**WHAT TO WORK ON**
Output the data that follows exactly, line for line.

↓

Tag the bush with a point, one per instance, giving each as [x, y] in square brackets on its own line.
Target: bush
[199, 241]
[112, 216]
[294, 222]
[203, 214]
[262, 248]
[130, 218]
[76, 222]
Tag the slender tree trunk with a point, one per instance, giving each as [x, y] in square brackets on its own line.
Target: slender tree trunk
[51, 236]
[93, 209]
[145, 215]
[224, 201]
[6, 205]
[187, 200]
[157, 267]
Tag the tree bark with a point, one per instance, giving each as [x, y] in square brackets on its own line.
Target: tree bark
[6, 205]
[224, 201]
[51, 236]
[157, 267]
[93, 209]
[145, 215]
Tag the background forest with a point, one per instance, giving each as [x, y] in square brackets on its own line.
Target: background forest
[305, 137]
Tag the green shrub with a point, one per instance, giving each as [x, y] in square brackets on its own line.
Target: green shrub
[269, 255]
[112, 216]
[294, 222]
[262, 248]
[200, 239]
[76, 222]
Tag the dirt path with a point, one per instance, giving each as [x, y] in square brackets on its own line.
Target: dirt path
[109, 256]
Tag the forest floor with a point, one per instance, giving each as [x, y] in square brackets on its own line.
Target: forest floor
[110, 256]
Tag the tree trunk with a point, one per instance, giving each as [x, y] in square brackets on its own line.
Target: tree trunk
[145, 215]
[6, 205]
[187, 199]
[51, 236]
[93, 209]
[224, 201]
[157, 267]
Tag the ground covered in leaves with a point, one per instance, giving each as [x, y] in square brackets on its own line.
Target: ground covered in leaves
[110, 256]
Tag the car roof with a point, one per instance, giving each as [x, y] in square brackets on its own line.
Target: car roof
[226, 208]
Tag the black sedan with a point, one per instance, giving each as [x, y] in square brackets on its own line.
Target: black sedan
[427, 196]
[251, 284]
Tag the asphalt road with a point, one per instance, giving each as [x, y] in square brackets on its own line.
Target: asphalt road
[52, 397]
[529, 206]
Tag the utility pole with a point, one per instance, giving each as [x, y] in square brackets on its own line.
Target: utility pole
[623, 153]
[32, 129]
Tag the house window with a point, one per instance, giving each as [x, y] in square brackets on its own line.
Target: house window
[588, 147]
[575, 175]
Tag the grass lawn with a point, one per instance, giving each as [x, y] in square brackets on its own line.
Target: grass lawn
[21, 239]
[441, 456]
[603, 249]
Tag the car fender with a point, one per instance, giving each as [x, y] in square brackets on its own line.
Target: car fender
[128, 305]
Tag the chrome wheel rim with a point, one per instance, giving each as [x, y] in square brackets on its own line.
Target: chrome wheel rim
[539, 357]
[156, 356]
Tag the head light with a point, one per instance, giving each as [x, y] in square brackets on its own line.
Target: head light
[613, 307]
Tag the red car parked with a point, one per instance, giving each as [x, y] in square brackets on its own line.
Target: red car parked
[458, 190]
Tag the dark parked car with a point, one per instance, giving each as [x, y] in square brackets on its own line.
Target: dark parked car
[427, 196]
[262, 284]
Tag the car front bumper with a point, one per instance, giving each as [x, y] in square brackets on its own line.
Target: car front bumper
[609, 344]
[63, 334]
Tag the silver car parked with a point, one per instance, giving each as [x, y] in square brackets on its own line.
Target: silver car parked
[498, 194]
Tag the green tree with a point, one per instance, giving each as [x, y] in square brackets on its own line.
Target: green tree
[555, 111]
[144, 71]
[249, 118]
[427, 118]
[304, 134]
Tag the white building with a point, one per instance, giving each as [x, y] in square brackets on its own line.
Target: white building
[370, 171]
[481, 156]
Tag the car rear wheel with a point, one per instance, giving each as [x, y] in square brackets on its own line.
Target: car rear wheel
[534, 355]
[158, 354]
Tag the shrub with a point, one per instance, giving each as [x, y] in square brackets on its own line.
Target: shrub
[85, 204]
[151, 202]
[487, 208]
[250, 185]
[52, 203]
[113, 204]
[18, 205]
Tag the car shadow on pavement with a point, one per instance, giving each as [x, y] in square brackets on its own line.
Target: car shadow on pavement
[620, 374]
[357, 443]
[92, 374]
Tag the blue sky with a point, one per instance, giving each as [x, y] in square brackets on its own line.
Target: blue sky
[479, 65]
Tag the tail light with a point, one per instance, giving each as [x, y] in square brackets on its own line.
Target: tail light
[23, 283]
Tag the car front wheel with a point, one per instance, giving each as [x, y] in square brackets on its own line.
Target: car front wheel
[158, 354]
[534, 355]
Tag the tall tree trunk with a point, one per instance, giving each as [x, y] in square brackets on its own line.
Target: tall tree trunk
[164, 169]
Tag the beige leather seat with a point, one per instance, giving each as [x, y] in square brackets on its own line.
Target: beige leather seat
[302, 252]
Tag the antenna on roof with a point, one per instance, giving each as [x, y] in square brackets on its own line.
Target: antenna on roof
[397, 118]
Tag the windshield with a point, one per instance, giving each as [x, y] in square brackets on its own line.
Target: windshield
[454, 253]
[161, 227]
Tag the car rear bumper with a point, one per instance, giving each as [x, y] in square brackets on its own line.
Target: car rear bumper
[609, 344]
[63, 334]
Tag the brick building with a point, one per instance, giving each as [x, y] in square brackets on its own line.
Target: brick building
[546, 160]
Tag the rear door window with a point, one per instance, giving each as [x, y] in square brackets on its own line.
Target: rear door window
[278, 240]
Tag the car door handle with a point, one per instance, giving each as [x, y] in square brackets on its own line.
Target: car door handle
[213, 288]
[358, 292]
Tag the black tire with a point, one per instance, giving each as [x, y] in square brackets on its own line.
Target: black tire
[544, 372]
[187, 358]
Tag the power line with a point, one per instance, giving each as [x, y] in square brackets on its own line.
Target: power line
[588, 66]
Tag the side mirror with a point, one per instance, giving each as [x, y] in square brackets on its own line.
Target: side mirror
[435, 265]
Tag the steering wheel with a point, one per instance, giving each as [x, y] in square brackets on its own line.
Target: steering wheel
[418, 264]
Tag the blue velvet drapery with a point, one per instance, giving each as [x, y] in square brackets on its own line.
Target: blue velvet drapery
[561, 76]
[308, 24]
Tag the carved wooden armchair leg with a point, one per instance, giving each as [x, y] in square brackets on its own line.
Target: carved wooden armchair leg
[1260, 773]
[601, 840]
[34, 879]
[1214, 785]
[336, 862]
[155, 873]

↑

**RESPONSE TO THIS EXERCISE**
Tag the bush with a point, one per instance, giving each as [x, y] in square brackets on its own line.
Target: bush
[199, 241]
[112, 216]
[294, 222]
[203, 214]
[262, 248]
[130, 218]
[76, 222]
Tag the slender tree trunk with a point, one per instance, giving each as [x, y] in square brackets on its own line.
Target: slender tree trunk
[51, 236]
[93, 209]
[145, 215]
[224, 201]
[6, 205]
[187, 200]
[157, 267]
Tag the tree bark with a point, one per instance, giving each as [x, y] in square brackets on its own line.
Target: tree bark
[6, 205]
[224, 201]
[51, 236]
[157, 267]
[93, 209]
[145, 215]
Tag the background forest with a point, one per instance, giving each as [x, y] in square brackets on its own line.
Target: background forest
[305, 137]
Tag the green shrub with a point, one per instance, giving each as [x, y] in square brackets on its own line.
Target: green shrub
[269, 255]
[112, 216]
[294, 222]
[262, 248]
[200, 239]
[76, 222]
Tag the dirt path with a point, one per instance, giving each as [x, y] in square brackets on its own line.
Target: dirt path
[109, 256]
Tag the forest floor with a point, one per instance, giving each as [x, y] in square brackets on its own line.
Target: forest floor
[110, 256]
Tag the tree trunk with a point, one per instance, giving each as [x, y] in square brackets on its own line.
Target: tree trunk
[145, 215]
[6, 205]
[187, 199]
[51, 236]
[93, 209]
[224, 201]
[157, 267]
Tag the ground covered in leaves with a point, one per instance, giving each as [x, y] in square brackets on its own line.
Target: ground covered in leaves
[110, 256]
Tag the car roof with a point, one per instance, giving each as [x, y] in square brackets on its own line.
Target: car roof
[226, 208]
Tag the black sedan with a point, one per instance, giving each as [x, y] in square brackets on its own line.
Target: black sedan
[427, 196]
[251, 284]
Tag the asphalt road with a point, one per instance, giving each as [x, y] in square brackets on its own line.
Target: asphalt road
[52, 397]
[529, 206]
Tag the utility pole with a point, one per instance, giving each as [x, y] in square brackets on its own line.
Target: utility pole
[623, 153]
[32, 129]
Tag the house window with a point, one per instance, giving each as [x, y] in square brackets on its own line.
Target: house window
[588, 147]
[575, 175]
Tag the grass lawn with a point, one per instance, giving each as [x, y] in square brackets on its own line.
Target: grass lawn
[21, 239]
[441, 456]
[603, 249]
Tag the car fender with a point, one per instance, giving each as [x, y] in square brackets on its own line.
Target: car fender
[128, 305]
Tag the chrome wheel rim with a point, one per instance, giving each as [x, y] in square brackets on its own line.
Target: chrome wheel rim
[539, 357]
[156, 356]
Tag the head light with a point, one per instance, giving each as [x, y] in square brackets on its own line.
Target: head light
[613, 307]
Tag the red car parked with a point, one per instance, giving each as [x, y] in square brackets on its own line.
Target: red car parked
[458, 190]
Tag the dark parked car with a point, one per instance, giving each as [x, y] in square brackets on its own line.
Target: dark parked car
[427, 196]
[262, 284]
Tag the car front bumper with a point, one per instance, giving each as [x, y] in square brackets on its own line.
Target: car front bumper
[609, 344]
[63, 334]
Tag the silver car parked with a point, one per instance, giving each as [x, y] in square brackets on its own line.
Target: silver car parked
[498, 194]
Tag the green tree with a point, one per instance, giving each as [x, y] in square brackets on its own line.
Target: green tree
[555, 111]
[144, 71]
[249, 118]
[427, 118]
[304, 134]
Tag the white building with a point, one per instance, giving each as [x, y] in square brackets on its own line.
Target: white building
[370, 171]
[481, 156]
Tag the car rear wheel with a point, one per instance, giving each as [x, y] in square brackets on its own line.
Target: car rear wheel
[534, 355]
[158, 354]
Tag the shrub with a point, one per instance, giving each as [x, y] in square brackets on its own line.
Target: shrub
[85, 204]
[151, 202]
[487, 208]
[250, 185]
[52, 203]
[113, 204]
[18, 205]
Tag the car shadow on pavement with a point, one per instance, giving each as [x, y] in square brackets on its own line.
Target: car shadow on pavement
[620, 374]
[357, 443]
[92, 374]
Tag the blue sky with a point, one per instance, giving each as [x, y] in square brackets on its own line.
Target: blue sky
[479, 65]
Tag the tail light with a point, one per instance, giving each as [x, y] in square brackets on its own line.
Target: tail light
[23, 283]
Tag the car front wheel with a point, one per instance, giving each as [x, y] in square brackets on its own line.
Target: car front wheel
[158, 354]
[534, 355]
Tag the tall tree trunk with a point, one per instance, giving each as [x, y] in square brackets on its own line.
Target: tall tree trunk
[164, 169]
Tag the beige leather seat with a point, one per instance, giving each as [x, y] in square brackets on its own line.
Target: beige leather seat
[302, 252]
Tag the antenna on roof with a point, one per instance, giving each as [x, y] in square brackets on its own line.
Target: antenna on roof
[397, 118]
Tag the windshield with a point, one per instance, giving each as [x, y] in square brackets on its own line.
Target: windshield
[454, 253]
[161, 227]
Tag the car rear bumper with a point, one per instance, giving each as [x, y] in square brackets on its own line.
Target: car rear bumper
[609, 344]
[63, 334]
Tag the brick building with a point, one per instance, giving each as [x, y] in square brackets on its own line.
Target: brick building
[546, 160]
Tag the rear door window with a point, one per instance, giving each as [x, y] in square brackets on its own line.
Target: rear door window
[278, 240]
Tag the car door handle with a point, one per instance, giving each as [x, y] in square brackets on its own line.
Target: car door handle
[213, 288]
[358, 292]
Tag the black tire with a point, one per instance, giving each as [x, y] in square brackets on its own line.
Target: black tire
[544, 372]
[187, 358]
Tag the power line with a point, one per instance, giving each as [x, y] in square brackets on its own line.
Target: power line
[588, 66]
Tag the side mirror with a point, one per instance, giving each as [x, y] in square brackets on its own line.
Target: side mirror
[435, 265]
Tag the steering wheel with a point, one per instance, giving each as [x, y] in square brackets on its own line.
Target: steering wheel
[418, 264]
Tag the blue velvet drapery with a point, one per instance, giving each as [x, y] in square brackets on its own line.
Target: blue velvet drapery
[561, 76]
[308, 24]
Tag the carved wooden armchair leg with a point, one per instance, giving each as [x, y] in square brackets on its own line.
Target: carved wooden armchair leg
[1260, 773]
[601, 840]
[34, 879]
[1214, 785]
[336, 862]
[155, 873]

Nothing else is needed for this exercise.